Participants in the Gilroy-Takko Student Exchange Program, students from Gilroy and Christopher High schools display the garlic they picked on the second day of their trip to Gilroy’s sister city and the “Garlic Capital of Japan.”

Eight local high school students returned from a trip of a lifetime to Japan June 26—and they came back to Gilroy with eyes opened to the gracious spirit of its people.
As part of the increasingly popular Gilroy-Takko Student Exchange Program, known as GTSEP, sophomores and juniors from both Gilroy and Christopher High schools immersed themselves in Japanese culture and spent more than a week in Takko-Machi—Japan’s own garlic capital and Gilroy’s sister city.
The students met with the rural farming town’s leadership, toured a slew of schools and exchanged gifts, with the goal of strengthening a transcontinental relationship and forming new friendships.
“It’s to make them international citizens,” GTSEP Advisor and Co-founder Phil Robb said. “We want them to be exposed not only to the Japanese culture but to take risks and step outside their comfort zones; everything we do pretty much does that.”
For more than two decades, Gilroy students have made the voyage to the rural farming town to serve as ambassadors. In 1989, as GHS chamber choir director, Robb took a group of students to Takko-Machi, and over the course of six more trips through 2008, the bond between Gilroy and its sister city grew.

━━━━━━

> _TASKS AND EXERCISES_:
1. In the exchange program article, condense the paragraph beginning "As part of the increasingly popular" into a short bulleted list that keeps its main facts.
2. Translate this sentence from the exchange program article into Spanish: "The students met with the rural farming town’s leadership, toured a slew of schools and exchanged gifts, with the goal of strengthening a transcontinental relationship and forming new friendships."
3. Write the next part of the article on the Gilroy-Takko student exchange, starting after its final sentence.
The data after this point can be left aside.

━━━━━━

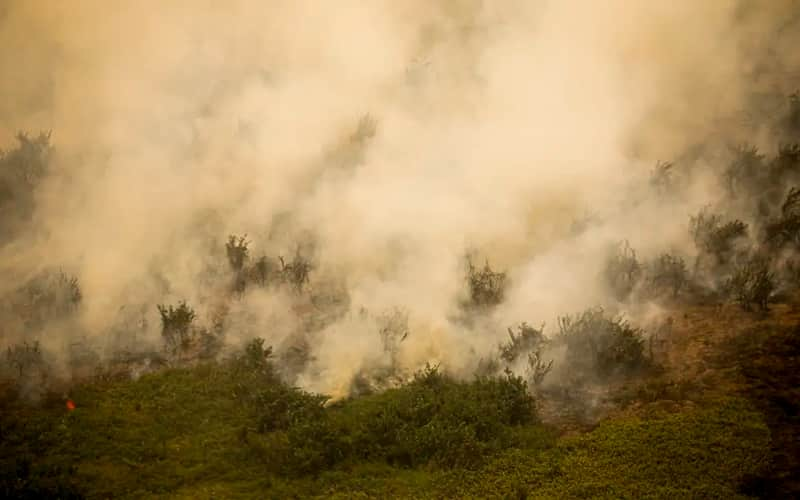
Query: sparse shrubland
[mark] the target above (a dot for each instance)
(324, 356)
(599, 346)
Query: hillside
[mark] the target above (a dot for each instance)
(720, 420)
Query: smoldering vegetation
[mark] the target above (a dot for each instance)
(417, 194)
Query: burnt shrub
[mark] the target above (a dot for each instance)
(785, 229)
(714, 238)
(622, 271)
(176, 326)
(50, 295)
(601, 346)
(24, 358)
(21, 171)
(486, 286)
(295, 272)
(661, 179)
(746, 172)
(526, 339)
(667, 274)
(238, 255)
(752, 284)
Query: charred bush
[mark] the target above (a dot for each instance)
(746, 172)
(667, 274)
(237, 251)
(21, 171)
(661, 179)
(752, 284)
(48, 296)
(793, 114)
(295, 272)
(24, 358)
(623, 271)
(176, 326)
(526, 339)
(486, 287)
(601, 346)
(716, 239)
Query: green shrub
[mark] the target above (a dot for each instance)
(432, 419)
(486, 287)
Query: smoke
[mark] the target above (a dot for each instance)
(390, 137)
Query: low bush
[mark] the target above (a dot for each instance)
(667, 274)
(486, 286)
(752, 284)
(623, 271)
(599, 346)
(432, 419)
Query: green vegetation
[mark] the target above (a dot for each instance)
(232, 430)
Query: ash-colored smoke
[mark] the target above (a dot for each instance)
(496, 125)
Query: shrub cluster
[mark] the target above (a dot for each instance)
(434, 419)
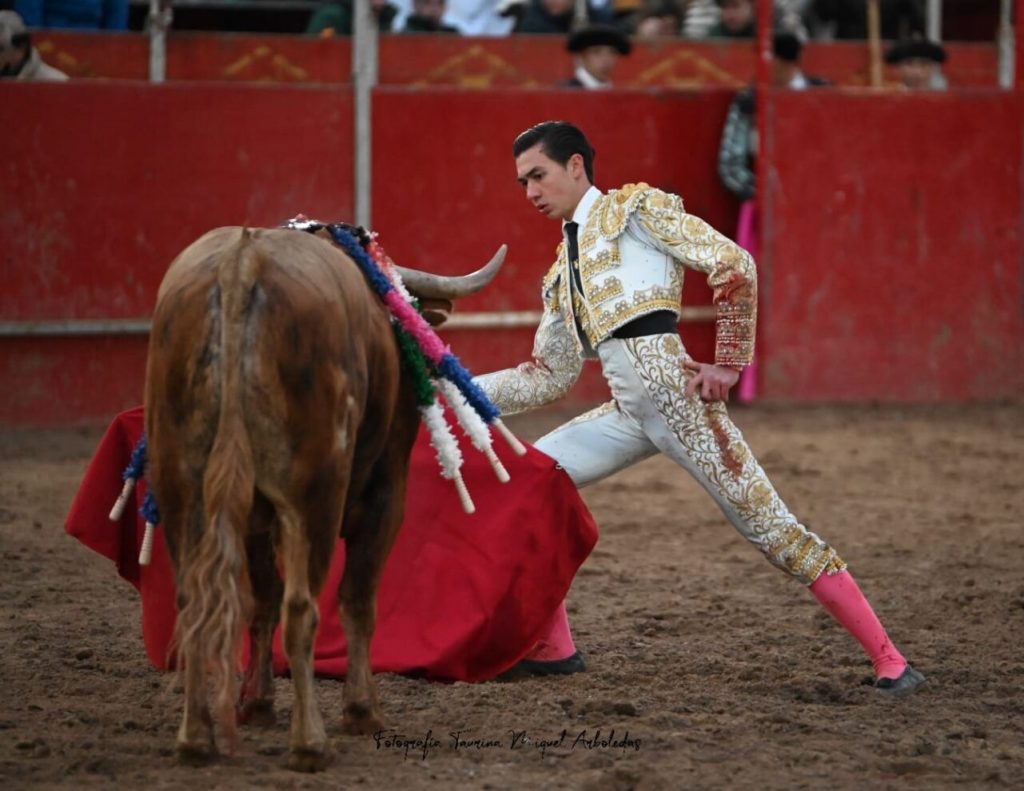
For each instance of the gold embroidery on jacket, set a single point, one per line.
(600, 261)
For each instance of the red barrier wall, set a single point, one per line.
(96, 213)
(893, 263)
(893, 235)
(104, 183)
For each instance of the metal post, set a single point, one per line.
(933, 24)
(1019, 33)
(875, 42)
(158, 22)
(365, 71)
(1006, 39)
(581, 14)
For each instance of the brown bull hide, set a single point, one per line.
(276, 416)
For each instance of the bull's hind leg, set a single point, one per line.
(256, 703)
(371, 526)
(305, 567)
(181, 508)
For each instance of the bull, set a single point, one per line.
(279, 417)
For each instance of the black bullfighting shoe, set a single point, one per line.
(907, 683)
(529, 667)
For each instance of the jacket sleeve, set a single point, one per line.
(554, 369)
(733, 153)
(662, 219)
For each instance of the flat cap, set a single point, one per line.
(915, 48)
(596, 36)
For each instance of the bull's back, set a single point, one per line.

━━━━━━

> _WRITTEN ANSWERS_:
1.
- Program: the Gilroy-Takko Student Exchange Program (GTSEP), which is growing in popularity
- Participants: sophomores and juniors from Gilroy and Christopher High schools
- Activity: immersion in Japanese culture
- Length and place: more than a week in Takko-Machi, Japan's garlic capital and Gilroy's sister city

2. Los estudiantes se reunieron con los líderes del pueblo agrícola rural, recorrieron un buen número de escuelas e intercambiaron regalos, con el objetivo de fortalecer una relación transcontinental y formar nuevas amistades.

3.
Since 2009, when the GTSEP program was formed, five groups of GUSD students have made the transpacific voyage to Takko-Machi. Every year, Japanese families host the students so they experience the customs, culture and language firsthand.
“It was an extraordinary experience especially because the program allows you to get a sense of the culture and how people in Japan live,” Bridget Brown, CHS student and GTSEP participant, said. “You’re staying in a house with a family, eating what they eat for breakfast and dinner and practicing their traditions.”
For many, the bond between students and their host families long outlasts the duration of the trip.
GTSEP Advisor Jessica Foley first visited Takko in 2009 after she was selected as Garlic Queen and said she developed a lasting relationship with her host family and other Takko-Machi residents.
“I had an incredible experience that is often difficult to put into words,” Foley said, adding that she lived in Takko-Machi between 2010 and 2011. “For me, it’s just like being home again when I visit friends and family. My host family that I lived with over there refers to me as their sister or daughter.”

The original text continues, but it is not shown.